_Extrait à lire_.
C'était là qu'en plein air, sous les souffles et les rayons du ciel, assis dans ces rigides fauteuils de pierre sur lesquels s'effeuillaient les arbres et courait l'ombre des nuages, rudes et simples, naïfs et augustes comme des rois d'Homère, les antiques électeurs d'Allemagne choisissaient entre eux l'empereur. Plus tard, ces grandes mœurs s'effacèrent, une civilisation moins épique convia autour de la table de cuir de Francfort les sept princes, portés vers la fin du dix-septième siècle au nombre de neuf par l'accession de Bavière et de Brunswick à l'électorat.
Les sept princes, qui s'asseyaient sur ces pierres au moyen âge étaient puissants et considérables. Les électeurs occupaient le sommet du Saint-Empire. Ils précédaient, dans la marche impériale, les quatre ducs, les quatre archi-maréchaux, les quatre landgraves, les quatre burgraves, les quatre comtes chefs de guerre, les quatre abbés, les quatre bourgs, les quatre chevaliers, les quatre villes, les quatre villages, les quatre rustiques, les quatre marquis, les quatre comtes, les quatre seigneurs, les quatre montagnes, les quatre barons, les quatre possessions, les quatre veneurs, les quatre offices de Souabes et les quatre serviteurs. Chacun d'eux faisait porter devant lui, par son maréchal particulier, une épée à fourreau doré. Ils appelaient les autres princes les têtes couronnées, et se nommaient les mains couronnantes. La bulle d'or les comparait aux sept dons du Saint-Esprit, aux sept collines de Rome, aux sept branches du chandelier de Salomon. Parmi eux la qualité électorale passait avant la qualité royale; l'archevêque de Mayence marchait à la droite de l'empereur, et le roi de Bohême à la droite de l'archevêque. Ils étaient si grands, on les voyait de si loin en Europe, et ils dominaient les nations de si haut, que les paysans de Wesen, en Suisse, appelaient et appellent encore les sept aiguilles de leur lac Sieben Churfürsten, les Sept-Électeurs.

_Bloc de données_.
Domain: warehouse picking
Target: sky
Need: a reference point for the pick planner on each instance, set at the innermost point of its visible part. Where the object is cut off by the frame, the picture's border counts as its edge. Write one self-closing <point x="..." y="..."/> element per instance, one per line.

_Votre tâche_.
Redonnez en entier l'extrait sur les électeurs d'Allemagne, sans changer un seul mot.

_Solution rédigée_.
C'était là qu'en plein air, sous les souffles et les rayons du ciel, assis dans ces rigides fauteuils de pierre sur lesquels s'effeuillaient les arbres et courait l'ombre des nuages, rudes et simples, naïfs et augustes comme des rois d'Homère, les antiques électeurs d'Allemagne choisissaient entre eux l'empereur. Plus tard, ces grandes mœurs s'effacèrent, une civilisation moins épique convia autour de la table de cuir de Francfort les sept princes, portés vers la fin du dix-septième siècle au nombre de neuf par l'accession de Bavière et de Brunswick à l'électorat.
Les sept princes, qui s'asseyaient sur ces pierres au moyen âge étaient puissants et considérables. Les électeurs occupaient le sommet du Saint-Empire. Ils précédaient, dans la marche impériale, les quatre ducs, les quatre archi-maréchaux, les quatre landgraves, les quatre burgraves, les quatre comtes chefs de guerre, les quatre abbés, les quatre bourgs, les quatre chevaliers, les quatre villes, les quatre villages, les quatre rustiques, les quatre marquis, les quatre comtes, les quatre seigneurs, les quatre montagnes, les quatre barons, les quatre possessions, les quatre veneurs, les quatre offices de Souabes et les quatre serviteurs. Chacun d'eux faisait porter devant lui, par son maréchal particulier, une épée à fourreau doré. Ils appelaient les autres princes les têtes couronnées, et se nommaient les mains couronnantes. La bulle d'or les comparait aux sept dons du Saint-Esprit, aux sept collines de Rome, aux sept branches du chandelier de Salomon. Parmi eux la qualité électorale passait avant la qualité royale; l'archevêque de Mayence marchait à la droite de l'empereur, et le roi de Bohême à la droite de l'archevêque. Ils étaient si grands, on les voyait de si loin en Europe, et ils dominaient les nations de si haut, que les paysans de Wesen, en Suisse, appelaient et appellent encore les sept aiguilles de leur lac Sieben Churfürsten, les Sept-Électeurs.